[Task instructions] Restate all entries exactly.

[Extracted records]
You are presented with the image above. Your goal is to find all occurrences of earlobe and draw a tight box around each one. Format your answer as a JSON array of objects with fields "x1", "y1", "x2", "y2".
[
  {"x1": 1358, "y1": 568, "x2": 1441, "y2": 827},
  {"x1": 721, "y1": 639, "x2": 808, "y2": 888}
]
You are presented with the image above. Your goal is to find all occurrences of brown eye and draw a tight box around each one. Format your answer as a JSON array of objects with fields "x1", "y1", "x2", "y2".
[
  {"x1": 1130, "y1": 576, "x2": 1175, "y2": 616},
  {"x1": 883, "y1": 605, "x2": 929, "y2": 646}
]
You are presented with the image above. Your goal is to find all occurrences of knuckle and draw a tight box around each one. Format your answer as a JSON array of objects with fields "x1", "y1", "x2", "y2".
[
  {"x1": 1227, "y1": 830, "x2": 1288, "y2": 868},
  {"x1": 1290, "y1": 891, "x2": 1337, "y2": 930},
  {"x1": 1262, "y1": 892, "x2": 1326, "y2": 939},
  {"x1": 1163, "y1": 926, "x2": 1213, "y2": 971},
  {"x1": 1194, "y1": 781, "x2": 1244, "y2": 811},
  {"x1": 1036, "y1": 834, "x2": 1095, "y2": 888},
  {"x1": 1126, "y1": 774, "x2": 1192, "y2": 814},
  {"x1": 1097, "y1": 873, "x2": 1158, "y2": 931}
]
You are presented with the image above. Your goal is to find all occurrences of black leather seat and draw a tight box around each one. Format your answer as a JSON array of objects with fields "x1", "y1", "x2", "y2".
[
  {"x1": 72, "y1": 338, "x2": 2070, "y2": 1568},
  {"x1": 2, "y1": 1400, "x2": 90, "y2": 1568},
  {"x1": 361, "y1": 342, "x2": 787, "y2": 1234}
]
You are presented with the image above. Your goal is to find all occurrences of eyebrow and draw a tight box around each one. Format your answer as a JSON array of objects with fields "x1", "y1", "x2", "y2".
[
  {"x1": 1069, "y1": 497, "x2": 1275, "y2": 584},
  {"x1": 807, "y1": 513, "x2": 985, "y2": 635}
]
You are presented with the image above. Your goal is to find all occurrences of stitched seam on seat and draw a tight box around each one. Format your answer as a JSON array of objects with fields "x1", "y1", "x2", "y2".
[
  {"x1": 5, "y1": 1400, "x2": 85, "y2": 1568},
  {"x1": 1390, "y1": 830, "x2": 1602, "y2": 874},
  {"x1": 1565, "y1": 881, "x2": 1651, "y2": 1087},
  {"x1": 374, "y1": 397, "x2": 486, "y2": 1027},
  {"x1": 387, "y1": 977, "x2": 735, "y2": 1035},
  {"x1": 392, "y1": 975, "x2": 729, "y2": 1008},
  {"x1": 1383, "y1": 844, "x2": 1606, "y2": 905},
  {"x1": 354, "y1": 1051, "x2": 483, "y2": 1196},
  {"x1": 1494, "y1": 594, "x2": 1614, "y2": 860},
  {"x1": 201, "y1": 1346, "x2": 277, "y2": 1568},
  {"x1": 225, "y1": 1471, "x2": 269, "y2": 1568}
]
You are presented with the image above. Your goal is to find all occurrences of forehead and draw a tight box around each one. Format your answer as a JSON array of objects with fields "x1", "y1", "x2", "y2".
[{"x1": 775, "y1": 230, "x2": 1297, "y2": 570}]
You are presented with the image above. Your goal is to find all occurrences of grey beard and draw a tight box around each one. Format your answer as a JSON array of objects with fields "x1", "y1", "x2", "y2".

[Response to the task]
You are presented with the image above. Your goal is to find all occurrences of earlobe and draw a tight box around each one. Format your answer as a JSON array of objects with fields "x1", "y1", "x2", "y2".
[
  {"x1": 1358, "y1": 568, "x2": 1441, "y2": 827},
  {"x1": 721, "y1": 639, "x2": 808, "y2": 888}
]
You are presented with the image above. Your goal is to find all occurrences of brown eye and draw a tight box around each one. Format your answer as a JSON array of objects with fields "x1", "y1", "x2", "y2".
[
  {"x1": 1130, "y1": 576, "x2": 1175, "y2": 616},
  {"x1": 883, "y1": 605, "x2": 929, "y2": 646}
]
You are presented with the image above. Your goal is to find all occurrences of knuckle and draw a tight box around each one. Format your answer as a JSON array of objects with fields "x1", "y1", "x2", "y2".
[
  {"x1": 1227, "y1": 830, "x2": 1288, "y2": 868},
  {"x1": 1290, "y1": 891, "x2": 1337, "y2": 930},
  {"x1": 1262, "y1": 892, "x2": 1326, "y2": 939},
  {"x1": 1163, "y1": 926, "x2": 1213, "y2": 971},
  {"x1": 1194, "y1": 781, "x2": 1244, "y2": 811},
  {"x1": 1036, "y1": 834, "x2": 1095, "y2": 888},
  {"x1": 1126, "y1": 774, "x2": 1192, "y2": 814},
  {"x1": 1097, "y1": 873, "x2": 1158, "y2": 931}
]
You are presented with the image above. Your goal is to find all occurrences of black leather seat and draw a tight box around each one. Format your answer as a JSON array of objects with fields "x1", "y1", "x2", "y2".
[
  {"x1": 72, "y1": 338, "x2": 2070, "y2": 1568},
  {"x1": 2, "y1": 1400, "x2": 90, "y2": 1568},
  {"x1": 361, "y1": 342, "x2": 787, "y2": 1234}
]
You are presented with the image above. Your goal is to find all occurrences of eyebrow and draw a tight box around each one. Format your answer as a JSON array of objects with fields "x1", "y1", "x2", "y2".
[
  {"x1": 1069, "y1": 497, "x2": 1275, "y2": 584},
  {"x1": 807, "y1": 513, "x2": 985, "y2": 635}
]
You are presented with the image above. Your goal is to find all occurrences of stitched seam on seat and draw a tight box around each one. Format your answer as a JSON array of objects with fields "x1", "y1", "x2", "y2".
[
  {"x1": 5, "y1": 1400, "x2": 85, "y2": 1568},
  {"x1": 1390, "y1": 830, "x2": 1602, "y2": 874},
  {"x1": 1565, "y1": 881, "x2": 1651, "y2": 1087},
  {"x1": 374, "y1": 397, "x2": 486, "y2": 1027},
  {"x1": 387, "y1": 977, "x2": 735, "y2": 1035},
  {"x1": 392, "y1": 975, "x2": 729, "y2": 1008},
  {"x1": 1383, "y1": 844, "x2": 1606, "y2": 905},
  {"x1": 354, "y1": 1051, "x2": 483, "y2": 1196},
  {"x1": 1494, "y1": 594, "x2": 1614, "y2": 860},
  {"x1": 201, "y1": 1346, "x2": 277, "y2": 1568},
  {"x1": 225, "y1": 1471, "x2": 269, "y2": 1568}
]
You are presented with the image above. Your goal is to find all occurrences of forehead and draw a tight box around each one. Format your answer as a JSON array of objects with fields "x1", "y1", "x2", "y2".
[{"x1": 775, "y1": 230, "x2": 1297, "y2": 570}]
You are presented with the image above. Your goal is to find all occurrences of grey beard and draw a tight box around each one. Format your answer as a JSON array of objects with fields "x1", "y1", "x2", "y2".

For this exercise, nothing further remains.